------ Data records ------

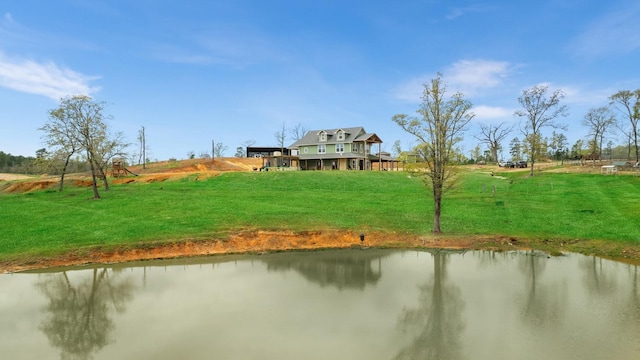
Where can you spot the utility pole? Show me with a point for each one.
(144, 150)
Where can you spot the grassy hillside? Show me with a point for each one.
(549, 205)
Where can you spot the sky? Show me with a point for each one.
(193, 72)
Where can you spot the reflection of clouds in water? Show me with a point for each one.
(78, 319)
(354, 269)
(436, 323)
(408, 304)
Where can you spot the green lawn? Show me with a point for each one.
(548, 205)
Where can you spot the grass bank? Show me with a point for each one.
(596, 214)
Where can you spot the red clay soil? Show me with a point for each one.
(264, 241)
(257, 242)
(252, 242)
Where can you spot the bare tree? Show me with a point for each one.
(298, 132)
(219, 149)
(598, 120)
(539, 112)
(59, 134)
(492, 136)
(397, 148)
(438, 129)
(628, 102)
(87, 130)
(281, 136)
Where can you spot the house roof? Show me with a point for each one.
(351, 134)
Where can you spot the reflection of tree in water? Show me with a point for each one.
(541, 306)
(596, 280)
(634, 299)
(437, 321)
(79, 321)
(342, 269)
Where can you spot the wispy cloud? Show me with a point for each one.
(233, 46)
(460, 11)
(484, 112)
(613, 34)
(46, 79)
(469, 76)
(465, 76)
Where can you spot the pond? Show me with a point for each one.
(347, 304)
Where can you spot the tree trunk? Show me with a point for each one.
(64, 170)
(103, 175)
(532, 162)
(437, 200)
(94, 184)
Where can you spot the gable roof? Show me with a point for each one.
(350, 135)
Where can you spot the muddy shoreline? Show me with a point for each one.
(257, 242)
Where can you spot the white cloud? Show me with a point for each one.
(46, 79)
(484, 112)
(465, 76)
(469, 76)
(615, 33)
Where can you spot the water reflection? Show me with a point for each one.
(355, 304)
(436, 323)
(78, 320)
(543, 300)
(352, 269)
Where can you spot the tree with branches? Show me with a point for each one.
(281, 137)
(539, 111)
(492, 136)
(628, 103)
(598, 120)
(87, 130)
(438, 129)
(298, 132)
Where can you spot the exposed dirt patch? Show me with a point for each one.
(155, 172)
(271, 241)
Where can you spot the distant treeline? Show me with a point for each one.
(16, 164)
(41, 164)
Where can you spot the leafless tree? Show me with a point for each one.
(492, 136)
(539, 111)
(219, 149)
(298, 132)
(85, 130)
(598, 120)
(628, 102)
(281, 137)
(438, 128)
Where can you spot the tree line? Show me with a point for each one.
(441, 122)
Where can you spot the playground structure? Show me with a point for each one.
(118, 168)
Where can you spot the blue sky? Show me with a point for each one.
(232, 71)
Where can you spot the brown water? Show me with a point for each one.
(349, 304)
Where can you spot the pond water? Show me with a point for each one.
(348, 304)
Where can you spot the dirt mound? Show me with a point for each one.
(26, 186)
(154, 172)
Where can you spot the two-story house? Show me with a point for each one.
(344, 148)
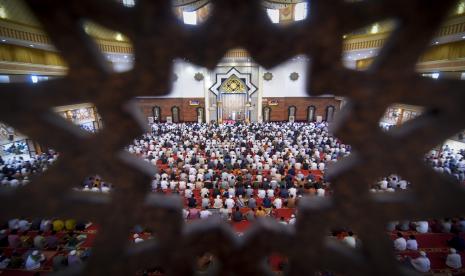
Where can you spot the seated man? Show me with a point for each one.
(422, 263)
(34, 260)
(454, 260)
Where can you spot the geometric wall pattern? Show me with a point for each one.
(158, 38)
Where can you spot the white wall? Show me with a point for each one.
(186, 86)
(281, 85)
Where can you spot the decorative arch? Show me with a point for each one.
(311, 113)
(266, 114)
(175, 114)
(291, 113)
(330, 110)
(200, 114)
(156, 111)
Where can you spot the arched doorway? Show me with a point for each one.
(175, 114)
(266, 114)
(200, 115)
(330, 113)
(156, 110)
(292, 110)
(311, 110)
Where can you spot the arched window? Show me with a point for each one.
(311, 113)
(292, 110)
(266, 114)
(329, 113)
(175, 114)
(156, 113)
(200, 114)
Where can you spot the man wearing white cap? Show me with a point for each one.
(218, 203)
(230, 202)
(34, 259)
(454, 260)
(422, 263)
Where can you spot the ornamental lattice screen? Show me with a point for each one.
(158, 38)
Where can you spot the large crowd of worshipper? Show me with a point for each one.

------

**Exercise brief**
Restate the whole listing above exactly, except for its images.

**Response to this task**
Where can you spot the utility pole? Show me with a point for each one.
(144, 150)
Where can you spot the grassy hillside? Show me with a point for each one.
(549, 205)
Where can you spot the sky? Show me with a point for each one.
(193, 72)
Where can you spot the reflection of clouds in water? Show me with a point for each one.
(78, 319)
(354, 269)
(436, 323)
(408, 304)
Where can you spot the green lawn? Show me with a point for each one.
(548, 205)
Where can you spot the grass bank? Show me with a point for each one.
(596, 214)
Where can you spot the red clay soil? Show me with a point for each one.
(264, 241)
(257, 242)
(252, 242)
Where can you spot the bare tree? Show me with a point for each one.
(298, 132)
(219, 149)
(598, 120)
(539, 112)
(59, 134)
(492, 136)
(397, 148)
(438, 129)
(628, 102)
(87, 130)
(281, 136)
Where can you spot the house roof? Show me with a point for each one.
(351, 134)
Where can you spot the reflection of tree in water? Show me with a point for each one.
(541, 306)
(596, 280)
(634, 299)
(437, 321)
(79, 321)
(342, 269)
Where can you spot the wispy cloud? Show me with a point for each one.
(233, 46)
(460, 11)
(484, 112)
(613, 34)
(46, 79)
(469, 76)
(465, 76)
Where can you spot the pond? Show me with a point for each one.
(347, 304)
Where can you spot the tree trunk? Show me with a point for each one.
(64, 170)
(103, 175)
(532, 162)
(437, 200)
(94, 184)
Where can you spot the gable roof? Show me with a point for each one.
(350, 135)
Where can you spot the muddy shoreline? Show me with a point for each one.
(257, 242)
Where can you spot the white cloud? Show me with a point for each one.
(46, 79)
(484, 112)
(465, 76)
(469, 76)
(615, 33)
Where can you spot the water reflection? Show me with a point for each one.
(355, 304)
(436, 323)
(78, 320)
(543, 300)
(352, 269)
Where can you spot the tree with branches? Show me with a point for each one.
(281, 137)
(539, 111)
(492, 136)
(628, 103)
(598, 120)
(87, 130)
(438, 129)
(298, 132)
Where can you spot the exposed dirt patch? Show me with a point for each one.
(155, 172)
(271, 241)
Where can you spot the distant treeline? Show me with a point for each one.
(16, 164)
(41, 164)
Where can you spot the leafless tree? Show me with a point for each one.
(492, 136)
(539, 111)
(219, 149)
(298, 132)
(85, 130)
(598, 120)
(628, 102)
(281, 137)
(438, 128)
Where can you spot the tree line? Show me with a point for each one.
(441, 122)
Where can you spot the playground structure? Show me with a point for each one.
(118, 168)
Where can you spot the blue sky? Show me with a point for each one.
(232, 71)
Where can you spot the brown water? Show me with a point for each one.
(349, 304)
Where can you spot the pond water? Show me with a point for each one.
(348, 304)
Where can you spot the dirt mound? Show me with a point for each one.
(26, 186)
(154, 172)
Where can you spot the two-story house? Show me with a point for each one.
(344, 148)
Where can you spot the seated man? Show me with a point for each one.
(422, 263)
(34, 260)
(454, 260)
Where can you spot the geometric wall pattern? Show me with a point for each one.
(158, 38)
Where can you spot the white wall? Show me with a point for each one.
(186, 86)
(281, 85)
Where can you spot the decorative arch? Show me with a point for each one.
(311, 113)
(266, 114)
(175, 114)
(291, 113)
(330, 110)
(200, 114)
(156, 111)
Where can you spot the arched doorway? Show me with a point for each one.
(175, 114)
(266, 114)
(200, 115)
(330, 113)
(156, 110)
(292, 110)
(311, 110)
Where can you spot the arched window? Show me with a point for each one.
(311, 113)
(292, 110)
(266, 114)
(329, 113)
(175, 114)
(156, 113)
(200, 114)
Where can you spot the man wearing white cap? Show me with a point for each one.
(218, 203)
(230, 202)
(34, 259)
(454, 260)
(422, 263)
Where can you spot the ornamental lattice screen? Show me with a point for each one.
(158, 38)
Where can you spot the large crowd of worshipper? Show me with a point for each one.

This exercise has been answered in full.